- **What needs to be done**
In every item below, replace "player's face" with "player's jersey" and reproduce the lines with nothing else changed. Omit the pictures from your output.

___ Working data ___

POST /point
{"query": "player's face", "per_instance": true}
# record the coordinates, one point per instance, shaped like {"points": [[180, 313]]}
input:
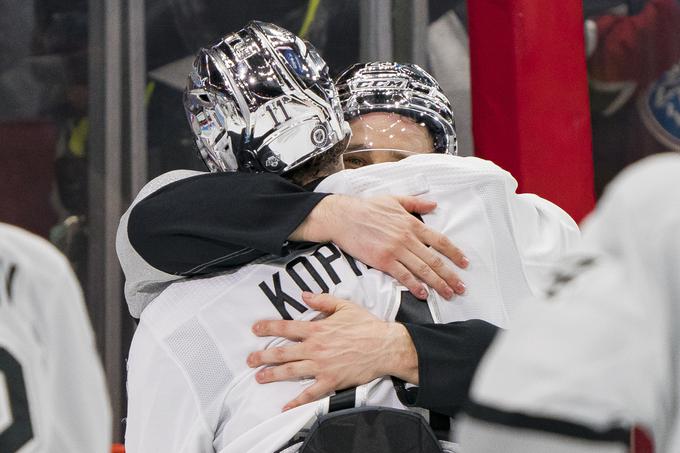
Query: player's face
{"points": [[385, 137]]}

___

- **Response**
POST /point
{"query": "player's jersey", "per_instance": true}
# record the coordinates, one point per instance, shaped like {"points": [[180, 313]]}
input:
Query: player's jersey
{"points": [[385, 137]]}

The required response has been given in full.